(Records drawn from a dataset)
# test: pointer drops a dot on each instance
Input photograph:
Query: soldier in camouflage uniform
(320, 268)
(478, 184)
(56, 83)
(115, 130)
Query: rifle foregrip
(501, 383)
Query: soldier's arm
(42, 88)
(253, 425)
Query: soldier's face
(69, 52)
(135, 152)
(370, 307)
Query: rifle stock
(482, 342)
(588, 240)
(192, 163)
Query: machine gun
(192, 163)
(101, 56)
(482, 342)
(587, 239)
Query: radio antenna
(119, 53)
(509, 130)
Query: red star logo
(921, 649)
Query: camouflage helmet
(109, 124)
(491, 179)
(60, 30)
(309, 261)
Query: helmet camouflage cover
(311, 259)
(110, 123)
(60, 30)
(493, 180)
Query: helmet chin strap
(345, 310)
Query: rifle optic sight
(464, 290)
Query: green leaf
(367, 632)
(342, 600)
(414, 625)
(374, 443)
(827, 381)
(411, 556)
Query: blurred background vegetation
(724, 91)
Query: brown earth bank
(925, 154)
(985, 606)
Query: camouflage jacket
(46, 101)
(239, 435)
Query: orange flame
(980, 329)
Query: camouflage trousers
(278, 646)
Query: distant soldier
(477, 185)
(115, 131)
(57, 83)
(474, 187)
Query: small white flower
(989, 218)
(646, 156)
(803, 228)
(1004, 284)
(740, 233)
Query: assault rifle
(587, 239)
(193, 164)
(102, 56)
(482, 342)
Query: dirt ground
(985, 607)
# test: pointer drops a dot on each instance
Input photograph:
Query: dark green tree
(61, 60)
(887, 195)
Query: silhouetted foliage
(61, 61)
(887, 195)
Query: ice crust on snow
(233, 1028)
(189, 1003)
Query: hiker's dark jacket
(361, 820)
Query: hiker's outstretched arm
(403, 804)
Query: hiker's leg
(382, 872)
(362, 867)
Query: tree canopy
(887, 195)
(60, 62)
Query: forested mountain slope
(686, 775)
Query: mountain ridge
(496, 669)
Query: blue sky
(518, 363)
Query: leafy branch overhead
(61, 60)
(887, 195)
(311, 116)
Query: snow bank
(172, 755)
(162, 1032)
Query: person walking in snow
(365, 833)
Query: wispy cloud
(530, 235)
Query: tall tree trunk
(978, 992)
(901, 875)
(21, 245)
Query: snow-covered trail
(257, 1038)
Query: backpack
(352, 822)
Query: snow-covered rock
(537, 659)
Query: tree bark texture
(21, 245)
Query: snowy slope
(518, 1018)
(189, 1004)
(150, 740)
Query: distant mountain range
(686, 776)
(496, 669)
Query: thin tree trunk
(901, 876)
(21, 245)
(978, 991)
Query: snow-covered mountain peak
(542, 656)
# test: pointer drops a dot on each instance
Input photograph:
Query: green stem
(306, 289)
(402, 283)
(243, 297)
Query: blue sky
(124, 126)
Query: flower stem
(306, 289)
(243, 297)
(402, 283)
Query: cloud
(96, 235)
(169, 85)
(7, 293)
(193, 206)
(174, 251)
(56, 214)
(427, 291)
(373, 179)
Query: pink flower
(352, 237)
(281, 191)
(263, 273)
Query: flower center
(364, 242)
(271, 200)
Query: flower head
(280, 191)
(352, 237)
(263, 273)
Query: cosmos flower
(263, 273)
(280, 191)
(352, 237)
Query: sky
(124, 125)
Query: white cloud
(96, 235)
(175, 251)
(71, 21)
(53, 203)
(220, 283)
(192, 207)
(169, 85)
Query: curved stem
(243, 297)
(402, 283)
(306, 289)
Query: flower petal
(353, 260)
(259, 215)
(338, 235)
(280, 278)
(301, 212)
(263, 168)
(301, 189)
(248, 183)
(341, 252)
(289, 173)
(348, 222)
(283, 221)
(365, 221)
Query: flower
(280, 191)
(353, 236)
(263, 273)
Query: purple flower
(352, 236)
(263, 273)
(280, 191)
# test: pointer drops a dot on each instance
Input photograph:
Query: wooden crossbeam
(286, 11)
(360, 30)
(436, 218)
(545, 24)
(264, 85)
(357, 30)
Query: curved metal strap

_The problem_.
Reproduce each entry word for word.

_Task result_.
# test: pointer drops a dot on each instance
Input photograph:
Query: soldier in camouflage uniform
(320, 268)
(478, 184)
(56, 83)
(115, 130)
Query: rifle foregrip
(501, 383)
Query: soldier's arm
(42, 88)
(253, 425)
Query: soldier's face
(69, 52)
(135, 152)
(370, 307)
Query: rifle stock
(482, 342)
(588, 240)
(192, 163)
Query: machine gun
(192, 163)
(101, 56)
(482, 342)
(587, 239)
Query: radio antenna
(119, 53)
(509, 130)
Query: red star logo
(921, 649)
Query: camouflage helmet
(109, 124)
(491, 179)
(60, 30)
(309, 261)
Query: helmet camouflage cover
(311, 259)
(110, 123)
(60, 30)
(493, 180)
Query: helmet chin strap
(345, 310)
Query: rifle optic sight
(464, 290)
Query: green leaf
(367, 632)
(342, 600)
(414, 625)
(374, 443)
(827, 381)
(411, 556)
Query: blurred background vegetation
(724, 91)
Query: brown earth bank
(925, 154)
(985, 606)
Query: camouflage jacket
(46, 101)
(239, 435)
Query: orange flame
(980, 329)
Query: camouflage trousers
(278, 646)
Query: distant soldier
(477, 185)
(115, 131)
(57, 83)
(474, 187)
Query: small white flower
(989, 218)
(646, 156)
(803, 228)
(1004, 284)
(740, 233)
Query: assault rifle
(587, 239)
(193, 164)
(102, 56)
(482, 342)
Query: dirt ground
(985, 607)
# test: pointer drops a dot on each instance
Input photograph:
Query: dark green tree
(61, 60)
(887, 195)
Query: silhouetted foliage
(61, 61)
(887, 195)
Query: ice crust on snow
(233, 1028)
(189, 1003)
Query: hiker's dark jacket
(361, 820)
Query: hiker's outstretched arm
(403, 804)
Query: hiker's leg
(382, 872)
(362, 867)
Query: tree canopy
(887, 195)
(60, 62)
Query: forested mountain slope
(686, 775)
Query: mountain ridge
(496, 669)
Query: blue sky
(518, 363)
Query: leafy branch overhead
(61, 60)
(887, 195)
(311, 116)
Query: snow bank
(172, 755)
(162, 1032)
Query: person walking in snow
(365, 833)
Query: wispy cloud
(530, 235)
Query: tall tree trunk
(978, 992)
(901, 875)
(21, 245)
Query: snow-covered trail
(257, 1038)
Query: backpack
(352, 822)
Query: snow-covered rock
(537, 659)
Query: tree bark texture
(21, 245)
Query: snowy slope
(518, 1018)
(189, 1004)
(150, 740)
Query: distant mountain range
(686, 776)
(496, 669)
Query: thin tree trunk
(901, 876)
(21, 245)
(978, 991)
Query: snow-covered mountain peak
(542, 656)
# test: pointer drops a dot on each instance
Input photograph:
Query: green stem
(306, 289)
(402, 283)
(243, 297)
Query: blue sky
(124, 126)
Query: flower stem
(306, 289)
(243, 297)
(402, 283)
Query: cloud
(96, 235)
(169, 85)
(7, 293)
(193, 206)
(174, 251)
(56, 214)
(427, 291)
(373, 179)
Query: pink flower
(352, 237)
(281, 191)
(263, 273)
Query: flower center
(364, 242)
(271, 200)
Query: flower head
(280, 191)
(352, 237)
(263, 273)
Query: cosmos flower
(263, 273)
(280, 191)
(352, 237)
Query: sky
(124, 125)
Query: white cloud
(96, 235)
(175, 251)
(71, 21)
(53, 203)
(220, 283)
(192, 207)
(169, 85)
Query: curved stem
(243, 297)
(402, 283)
(306, 289)
Query: flower petal
(353, 260)
(259, 215)
(338, 235)
(280, 278)
(301, 212)
(263, 168)
(301, 189)
(248, 183)
(341, 252)
(289, 173)
(348, 222)
(283, 221)
(365, 221)
Query: flower
(280, 191)
(353, 236)
(263, 273)
Query: purple flower
(352, 236)
(263, 273)
(280, 191)
# test: pointer drops a dot on each instance
Input photograph:
Query: wooden crossbeam
(286, 11)
(360, 30)
(436, 218)
(545, 24)
(264, 85)
(357, 30)
Query: curved metal strap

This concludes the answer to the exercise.